- **PASSAGE FOR REVIEW**:

-- Opening Marker --

Hanshin Tigers – No. 18
- Pitcher
- Born: August 7, 2000 (age 25) Kashihara, Nara
- Bats: LeftThrows: Left

NPB debut
- March 30, 2025, for the Hanshin Tigers

NPB statistics (through 2025 season)
- Win–loss: 5-7
- Earned run average: 2.29
- Strikeout: 81
- Saves: 0
- Holds: 1

Teams
- Hanshin Tigers (2025–present);

= Takato Ihara =

Japanese baseball player (born 2000)

Takato Ihara (伊原 陵人, Ihara Takato) is a Japanese professional baseball pitcher for the Hanshin Tigers of Nippon Professional Baseball (NPB).

== Amateur career ==
Influenced by his father and older brother, Takato started playing baseball in 1st grade and played in little league games all throughout grade school. He decided to stop in junior high however after experiencing the hardships and pressure that came with playing the game, and opted to join the judo club instead. While he took judo seriously, catching glimpses of other kids practicing baseball in a nearby field on his way home everyday somehow reignited his passion for the game, and he decided to switch to the softball club in his sophomore year.

He entered Chiben Gakuen High School, a known baseball powerhouse in Nara Prefecture and became the team's ace pitcher in his 3rd year. He led his team all the way to the 3rd round of the 2018 Spring Koshien national tournaments where he pitched 9 innings against Sohseikan High with only one earned run, but unfortunately got defeated in the succeeding innings. They also got defeated in the prefectural semi-finals in the following summer and didn't make it to the summer tournaments.

He then enrolled in Osaka University of Commerce to participate in the Kansai Six Baseball League games, and was awarded the league's best pitcher in the autumn of his 2nd year. The following spring, he notched a 5-0 record with 0.28 ERA and was awarded Best Nine. He finished university with 15 wins and 1 loss with an ERA of 0.91 in 36 appearances.

When he went undrafted after graduation, he joined the industrial leagues to play under NTT West Japan and played in the Intercity Baseball Tournaments for 2 years (4 games, 20 innings, 4.05 ERA).

==Hanshin Tigers==

He was the 1st round pick of the Hanshin Tigers in 2024 Nippon Professional Baseball draft (1st alternative choice after they lost the lottery for Yumito Kanemaru). He inked a 100 million yen contract and a 30 million signing bonus with the Tigers for a 16 million yen annual salary, and was assigned the jersey number 18.

==Playing style==
A 170cm tall southpaw pitcher with three-quarters delivery, he pitches a four-seam fastball in the 140 km/h range as his main pitch (maxed at 149 km/h).

-- Closing Marker --

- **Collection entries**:
-- Opening Marker --

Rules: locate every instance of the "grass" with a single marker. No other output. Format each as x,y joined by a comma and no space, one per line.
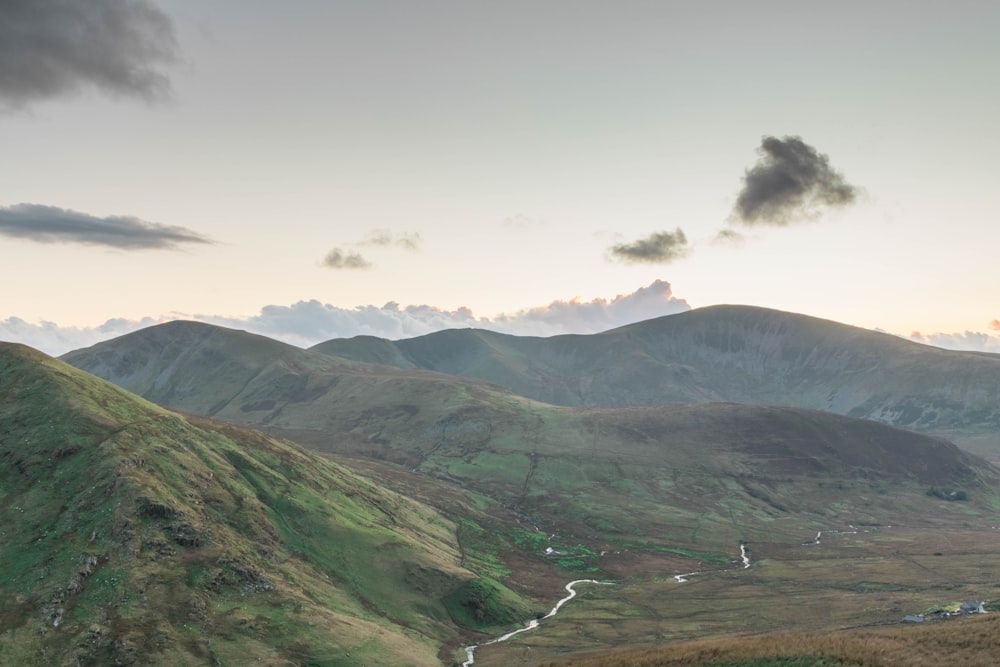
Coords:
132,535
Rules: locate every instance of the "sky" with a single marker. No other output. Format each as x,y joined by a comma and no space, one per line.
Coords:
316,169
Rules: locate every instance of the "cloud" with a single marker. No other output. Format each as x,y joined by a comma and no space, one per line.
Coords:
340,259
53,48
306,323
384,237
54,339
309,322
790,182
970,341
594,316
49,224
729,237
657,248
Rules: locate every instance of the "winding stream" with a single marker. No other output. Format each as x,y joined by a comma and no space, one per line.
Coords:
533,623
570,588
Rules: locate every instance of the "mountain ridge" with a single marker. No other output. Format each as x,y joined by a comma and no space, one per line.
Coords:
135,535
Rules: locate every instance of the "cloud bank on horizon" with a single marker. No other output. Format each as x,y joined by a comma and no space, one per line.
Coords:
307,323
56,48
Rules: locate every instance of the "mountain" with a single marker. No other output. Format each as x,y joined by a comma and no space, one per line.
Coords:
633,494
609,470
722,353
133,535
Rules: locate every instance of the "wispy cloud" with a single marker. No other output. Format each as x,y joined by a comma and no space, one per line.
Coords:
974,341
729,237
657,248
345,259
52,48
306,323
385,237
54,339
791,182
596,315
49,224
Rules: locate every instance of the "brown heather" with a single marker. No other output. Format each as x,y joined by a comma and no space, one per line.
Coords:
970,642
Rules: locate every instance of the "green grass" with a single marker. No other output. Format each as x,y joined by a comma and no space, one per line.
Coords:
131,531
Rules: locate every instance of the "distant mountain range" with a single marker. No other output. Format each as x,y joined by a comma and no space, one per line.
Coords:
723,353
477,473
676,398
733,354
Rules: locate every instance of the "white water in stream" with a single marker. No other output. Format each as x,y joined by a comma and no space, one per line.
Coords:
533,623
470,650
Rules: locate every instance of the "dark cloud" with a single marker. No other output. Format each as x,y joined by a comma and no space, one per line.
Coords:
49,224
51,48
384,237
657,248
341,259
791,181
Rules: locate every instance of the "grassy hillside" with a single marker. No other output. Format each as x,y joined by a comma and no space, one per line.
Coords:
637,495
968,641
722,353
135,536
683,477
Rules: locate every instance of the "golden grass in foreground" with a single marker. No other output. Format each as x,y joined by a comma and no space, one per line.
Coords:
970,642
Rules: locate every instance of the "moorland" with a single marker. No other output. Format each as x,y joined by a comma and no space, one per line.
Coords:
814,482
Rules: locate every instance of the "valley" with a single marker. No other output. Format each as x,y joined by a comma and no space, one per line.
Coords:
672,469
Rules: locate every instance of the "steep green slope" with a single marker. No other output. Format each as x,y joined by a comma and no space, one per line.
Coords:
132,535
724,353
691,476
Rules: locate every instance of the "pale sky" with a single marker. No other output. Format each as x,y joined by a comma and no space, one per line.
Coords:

-- Closing Marker --

- **DIRECTIONS**:
- 1) How would you say this sentence from the Takato Ihara profile in Spanish: "The following spring, he notched a 5-0 record with 0.28 ERA and was awarded Best Nine."
- 2) Answer these questions from the Takato Ihara profile:
(a) Which club did he join in junior high after stopping baseball?
(b) What jersey number did the Hanshin Tigers assign him?
(c) What is the top speed listed for his four-seam fastball?
- 3) Can you echo the Takato Ihara profile between "Japanese baseball player" and "his sophomore year.", inclusive?

- **TASK RESPONSES**:
- 1) La primavera siguiente, registró un récord de 5-0 con una efectividad (ERA) de 0.28 y recibió el premio Best Nine.

- 2)
(a) The judo club.
(b) 18.
(c) 149 km/h.

- 3)
Japanese baseball player (born 2000)

Takato Ihara (伊原 陵人, Ihara Takato) is a Japanese professional baseball pitcher for the Hanshin Tigers of Nippon Professional Baseball (NPB).

== Amateur career ==
Influenced by his father and older brother, Takato started playing baseball in 1st grade and played in little league games all throughout grade school. He decided to stop in junior high however after experiencing the hardships and pressure that came with playing the game, and opted to join the judo club instead. While he took judo seriously, catching glimpses of other kids practicing baseball in a nearby field on his way home everyday somehow reignited his passion for the game, and he decided to switch to the softball club in his sophomore year.